══ Source records ══

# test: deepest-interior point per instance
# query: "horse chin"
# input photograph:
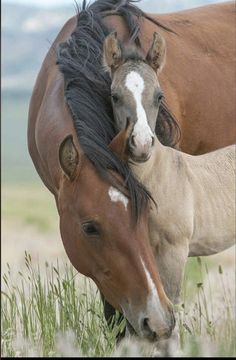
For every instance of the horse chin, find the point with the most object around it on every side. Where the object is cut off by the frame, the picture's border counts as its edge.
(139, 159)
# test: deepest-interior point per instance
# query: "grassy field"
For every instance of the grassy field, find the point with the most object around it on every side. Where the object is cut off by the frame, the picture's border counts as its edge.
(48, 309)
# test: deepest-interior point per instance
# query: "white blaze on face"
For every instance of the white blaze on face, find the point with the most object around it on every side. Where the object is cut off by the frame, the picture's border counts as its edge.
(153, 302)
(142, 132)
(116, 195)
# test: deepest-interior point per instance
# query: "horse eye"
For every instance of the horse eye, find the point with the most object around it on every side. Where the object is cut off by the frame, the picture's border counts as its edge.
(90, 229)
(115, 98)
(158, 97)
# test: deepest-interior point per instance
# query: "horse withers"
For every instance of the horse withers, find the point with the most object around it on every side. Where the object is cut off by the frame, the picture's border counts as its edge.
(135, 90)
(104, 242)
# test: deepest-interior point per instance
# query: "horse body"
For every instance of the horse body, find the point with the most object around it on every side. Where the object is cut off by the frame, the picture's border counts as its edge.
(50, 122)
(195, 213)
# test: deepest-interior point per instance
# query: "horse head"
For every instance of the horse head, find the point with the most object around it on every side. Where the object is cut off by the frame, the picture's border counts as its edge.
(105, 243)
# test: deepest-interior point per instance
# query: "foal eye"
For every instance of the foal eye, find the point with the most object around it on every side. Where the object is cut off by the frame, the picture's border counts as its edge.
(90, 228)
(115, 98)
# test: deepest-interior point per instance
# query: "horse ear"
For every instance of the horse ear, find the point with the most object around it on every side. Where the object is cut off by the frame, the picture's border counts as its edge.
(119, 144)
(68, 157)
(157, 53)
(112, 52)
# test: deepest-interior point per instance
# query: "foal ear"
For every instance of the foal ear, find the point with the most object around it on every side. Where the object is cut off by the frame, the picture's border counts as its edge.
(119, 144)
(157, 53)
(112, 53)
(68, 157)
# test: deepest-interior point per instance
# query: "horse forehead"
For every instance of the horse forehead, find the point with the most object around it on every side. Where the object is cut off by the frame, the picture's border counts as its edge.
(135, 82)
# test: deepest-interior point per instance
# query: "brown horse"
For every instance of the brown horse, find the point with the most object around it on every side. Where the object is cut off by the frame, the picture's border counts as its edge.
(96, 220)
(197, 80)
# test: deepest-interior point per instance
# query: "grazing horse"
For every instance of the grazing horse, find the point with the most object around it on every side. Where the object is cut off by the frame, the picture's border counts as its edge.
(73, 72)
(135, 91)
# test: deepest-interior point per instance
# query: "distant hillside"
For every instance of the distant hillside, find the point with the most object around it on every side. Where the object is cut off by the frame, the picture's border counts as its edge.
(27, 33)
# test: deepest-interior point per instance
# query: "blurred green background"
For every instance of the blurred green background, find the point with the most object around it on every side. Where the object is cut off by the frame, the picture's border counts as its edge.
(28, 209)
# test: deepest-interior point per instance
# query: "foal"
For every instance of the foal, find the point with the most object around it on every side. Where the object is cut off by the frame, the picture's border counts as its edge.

═══

**Given exercise:** Copy each line of the records precisely and drop any images they hold.

**The result:**
# test: deepest-interior point per instance
# query: "horse chin"
# input photograph:
For every instance of the horse chin, find the point with the most object around it on every side. Where the object is cut off by the frame, the picture's border counts as its edge.
(139, 159)
# test: deepest-interior point per instance
# query: "grassy field"
For every instance of the grassy field, find the point with the most object around it on every side. Where the object is cut off by the frame, the picture's border counts as its edge.
(48, 309)
# test: deepest-interior point per instance
# query: "white blaze on face"
For every instance of the white blaze on face, find the point with the most object around it on every side. Where the object is cut off by the frame, the picture's border counts as its edge.
(153, 302)
(142, 132)
(116, 195)
# test: deepest-interior point per instance
# query: "horse eye"
For every instance of the horse eye, find the point with the most object around it on every side. Where the object is cut off by the frame, the picture's border counts as its edge.
(90, 229)
(115, 98)
(158, 97)
# test: deepest-interior point per instance
# query: "horse withers"
For every instance of the horse withers, find the point with the most object around it on every side. Where the object is cut off by the frame, the picture's border counts as its edge.
(135, 90)
(104, 242)
# test: deepest-interior point per instance
# query: "horse body"
For every instance of the horse body, find the point with the most object around it on every side. Where the object is cut off by the frame, the picture's border counts as its edge.
(50, 122)
(195, 213)
# test: deepest-interior point per instance
# query: "horse head"
For every instance of the horse head, find the point with the most object around it on every side. Where the object is cut off by the frame, the picture's border counts as its edge.
(105, 243)
# test: deepest-interior point per instance
# query: "foal eye"
For every instance of the foal eye, find the point with the most object around it on every side. Where the object is cut off by the frame, the picture's border counts as its edge.
(90, 228)
(115, 98)
# test: deepest-interior point per instance
# query: "horse ear"
For every instance of the horse ear, find the point with the most object around it on every side. Where the object is cut off by the frame, the picture's border counts as its edge.
(119, 144)
(68, 157)
(157, 53)
(112, 52)
# test: deepest-interior point per instance
# query: "foal ear"
For every instance of the foal ear, find the point with the most object around it on every side. Where the object is cut off by the frame, the picture's border counts as its edge.
(119, 144)
(157, 53)
(112, 53)
(68, 157)
# test: deepest-interior point per instance
# query: "horse forehead"
For every instance of the horse forehead, find the point with the most object around it on every side. Where the object is cut off by the frame, the picture's border counts as its edge.
(135, 82)
# test: deepest-interior point per instance
# query: "brown horse"
For every instance of the brown horse, find the point with the most object around it on every side. Where the object is cut off by the frame, the picture's border counts as its edge.
(96, 220)
(197, 80)
# test: deepest-interior point per instance
# query: "grazing horse"
For every instance of the grazing horse, find the point with the most object around it on every side. Where the object is cut off by the frame, the picture's border counts as its edge.
(73, 72)
(135, 91)
# test: deepest-interior point per instance
# query: "distant hillside"
For every instance of the distant hillside, find the point with the most object around it on every side. Where the object is cut off by the frame, the picture's border counts as its edge.
(27, 33)
# test: deepest-interior point per instance
# query: "blurred green background"
For every instance of the blurred green background, find the point with the most object around it on every side. Where the object is cut off by the frame, the picture's border counts as its edge.
(28, 209)
# test: deepest-interior point per instance
# query: "foal"
For every instance of the foal, find the point with the most object around it on every side. Where the object is cut off by the frame, the picture's border counts as its edge.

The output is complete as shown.